_Problem to solve_
Say, as a bare number, how many lines of the listing contain "below".
######
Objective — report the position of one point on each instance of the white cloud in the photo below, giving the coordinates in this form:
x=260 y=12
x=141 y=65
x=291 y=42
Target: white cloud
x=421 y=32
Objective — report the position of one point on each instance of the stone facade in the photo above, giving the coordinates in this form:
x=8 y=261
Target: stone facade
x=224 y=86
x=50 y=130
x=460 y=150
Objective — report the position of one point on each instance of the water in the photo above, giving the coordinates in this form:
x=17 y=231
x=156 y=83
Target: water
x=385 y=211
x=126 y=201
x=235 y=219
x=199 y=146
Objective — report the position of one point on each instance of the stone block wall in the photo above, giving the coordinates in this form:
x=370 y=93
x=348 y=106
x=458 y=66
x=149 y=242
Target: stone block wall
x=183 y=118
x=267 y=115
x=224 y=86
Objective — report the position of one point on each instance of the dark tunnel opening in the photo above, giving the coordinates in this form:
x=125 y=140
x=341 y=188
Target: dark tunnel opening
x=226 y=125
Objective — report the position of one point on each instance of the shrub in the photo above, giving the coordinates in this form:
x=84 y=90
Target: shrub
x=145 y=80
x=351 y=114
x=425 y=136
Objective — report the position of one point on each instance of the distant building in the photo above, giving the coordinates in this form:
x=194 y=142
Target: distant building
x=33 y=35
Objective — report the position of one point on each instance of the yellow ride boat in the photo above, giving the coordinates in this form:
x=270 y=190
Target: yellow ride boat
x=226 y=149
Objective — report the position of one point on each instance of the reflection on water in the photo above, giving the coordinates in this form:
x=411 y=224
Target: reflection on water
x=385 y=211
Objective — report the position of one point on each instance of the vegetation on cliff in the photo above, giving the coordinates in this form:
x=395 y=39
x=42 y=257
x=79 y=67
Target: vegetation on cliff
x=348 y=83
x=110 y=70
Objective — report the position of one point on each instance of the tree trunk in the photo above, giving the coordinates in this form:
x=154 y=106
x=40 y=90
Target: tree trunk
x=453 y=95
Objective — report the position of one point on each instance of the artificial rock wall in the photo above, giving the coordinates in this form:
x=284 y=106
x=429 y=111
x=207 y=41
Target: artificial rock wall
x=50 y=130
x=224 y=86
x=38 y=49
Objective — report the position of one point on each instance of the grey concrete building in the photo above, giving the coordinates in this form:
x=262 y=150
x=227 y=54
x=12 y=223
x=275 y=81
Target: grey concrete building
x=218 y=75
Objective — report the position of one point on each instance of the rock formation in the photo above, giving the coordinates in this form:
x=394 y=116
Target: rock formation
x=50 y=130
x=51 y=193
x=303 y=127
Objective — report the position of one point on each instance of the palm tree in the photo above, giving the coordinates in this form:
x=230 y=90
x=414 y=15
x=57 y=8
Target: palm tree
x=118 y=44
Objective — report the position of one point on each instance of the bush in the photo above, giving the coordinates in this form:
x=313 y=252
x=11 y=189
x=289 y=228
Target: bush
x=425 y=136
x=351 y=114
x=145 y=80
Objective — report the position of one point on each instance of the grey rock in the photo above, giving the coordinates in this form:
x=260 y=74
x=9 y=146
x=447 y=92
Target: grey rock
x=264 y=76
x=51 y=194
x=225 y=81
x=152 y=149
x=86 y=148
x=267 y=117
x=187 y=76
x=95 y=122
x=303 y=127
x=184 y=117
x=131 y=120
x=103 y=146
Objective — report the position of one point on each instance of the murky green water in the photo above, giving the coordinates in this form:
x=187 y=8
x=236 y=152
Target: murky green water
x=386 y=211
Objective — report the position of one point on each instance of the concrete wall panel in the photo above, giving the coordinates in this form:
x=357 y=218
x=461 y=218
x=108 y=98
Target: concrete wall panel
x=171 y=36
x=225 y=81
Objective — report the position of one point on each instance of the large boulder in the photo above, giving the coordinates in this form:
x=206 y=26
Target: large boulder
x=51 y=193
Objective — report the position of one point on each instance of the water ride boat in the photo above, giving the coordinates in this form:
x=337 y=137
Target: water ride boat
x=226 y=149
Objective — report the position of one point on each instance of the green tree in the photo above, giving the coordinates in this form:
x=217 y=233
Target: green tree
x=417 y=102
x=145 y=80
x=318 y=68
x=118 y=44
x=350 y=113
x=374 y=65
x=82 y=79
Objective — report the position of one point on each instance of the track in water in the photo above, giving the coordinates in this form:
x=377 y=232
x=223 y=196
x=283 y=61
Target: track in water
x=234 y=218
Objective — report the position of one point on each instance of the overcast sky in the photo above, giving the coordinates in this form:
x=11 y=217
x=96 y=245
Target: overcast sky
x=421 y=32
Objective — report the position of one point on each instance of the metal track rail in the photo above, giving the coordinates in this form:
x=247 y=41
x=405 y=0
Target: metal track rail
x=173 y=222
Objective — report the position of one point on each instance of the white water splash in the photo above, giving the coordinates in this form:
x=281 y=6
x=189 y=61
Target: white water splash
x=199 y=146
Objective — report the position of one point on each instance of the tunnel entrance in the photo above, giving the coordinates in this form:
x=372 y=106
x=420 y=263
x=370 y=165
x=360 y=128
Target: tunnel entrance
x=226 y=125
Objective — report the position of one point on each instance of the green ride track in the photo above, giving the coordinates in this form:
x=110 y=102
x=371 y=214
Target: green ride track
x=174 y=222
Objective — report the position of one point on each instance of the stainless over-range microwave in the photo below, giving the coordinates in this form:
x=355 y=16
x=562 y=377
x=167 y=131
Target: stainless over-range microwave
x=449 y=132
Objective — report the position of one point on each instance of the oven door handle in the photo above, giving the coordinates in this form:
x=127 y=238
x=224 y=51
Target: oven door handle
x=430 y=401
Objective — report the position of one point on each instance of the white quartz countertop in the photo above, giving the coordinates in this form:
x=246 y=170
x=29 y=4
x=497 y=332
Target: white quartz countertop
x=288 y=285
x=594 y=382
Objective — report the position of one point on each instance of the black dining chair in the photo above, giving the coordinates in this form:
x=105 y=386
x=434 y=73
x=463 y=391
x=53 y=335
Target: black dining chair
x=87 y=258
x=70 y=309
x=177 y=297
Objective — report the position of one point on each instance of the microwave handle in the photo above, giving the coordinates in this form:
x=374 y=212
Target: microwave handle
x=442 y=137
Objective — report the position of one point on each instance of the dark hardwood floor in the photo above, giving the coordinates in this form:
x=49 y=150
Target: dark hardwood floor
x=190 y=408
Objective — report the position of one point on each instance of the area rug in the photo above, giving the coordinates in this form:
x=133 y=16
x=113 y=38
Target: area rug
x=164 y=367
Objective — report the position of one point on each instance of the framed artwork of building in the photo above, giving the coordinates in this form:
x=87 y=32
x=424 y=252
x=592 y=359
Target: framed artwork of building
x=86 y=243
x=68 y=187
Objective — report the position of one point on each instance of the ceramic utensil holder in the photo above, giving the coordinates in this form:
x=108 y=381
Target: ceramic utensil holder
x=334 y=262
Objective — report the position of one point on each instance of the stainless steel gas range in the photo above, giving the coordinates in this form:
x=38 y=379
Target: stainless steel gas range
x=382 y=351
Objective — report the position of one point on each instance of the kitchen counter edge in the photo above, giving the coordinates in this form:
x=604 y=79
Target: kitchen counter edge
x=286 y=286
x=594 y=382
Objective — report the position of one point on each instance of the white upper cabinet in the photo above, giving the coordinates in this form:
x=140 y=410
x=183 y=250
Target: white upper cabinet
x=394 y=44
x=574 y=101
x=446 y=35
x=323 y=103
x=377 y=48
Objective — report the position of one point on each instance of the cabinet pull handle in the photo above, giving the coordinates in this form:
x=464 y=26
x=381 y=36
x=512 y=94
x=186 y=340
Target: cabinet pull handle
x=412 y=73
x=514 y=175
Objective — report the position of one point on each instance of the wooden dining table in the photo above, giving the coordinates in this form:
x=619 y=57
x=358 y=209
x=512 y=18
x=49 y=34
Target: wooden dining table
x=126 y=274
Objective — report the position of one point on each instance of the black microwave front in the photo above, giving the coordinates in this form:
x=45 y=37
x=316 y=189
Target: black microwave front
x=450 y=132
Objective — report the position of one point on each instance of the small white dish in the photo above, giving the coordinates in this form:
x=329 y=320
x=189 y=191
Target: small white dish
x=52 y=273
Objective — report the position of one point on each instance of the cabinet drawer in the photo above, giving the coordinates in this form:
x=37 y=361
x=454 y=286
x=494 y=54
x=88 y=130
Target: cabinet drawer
######
_Completed task_
2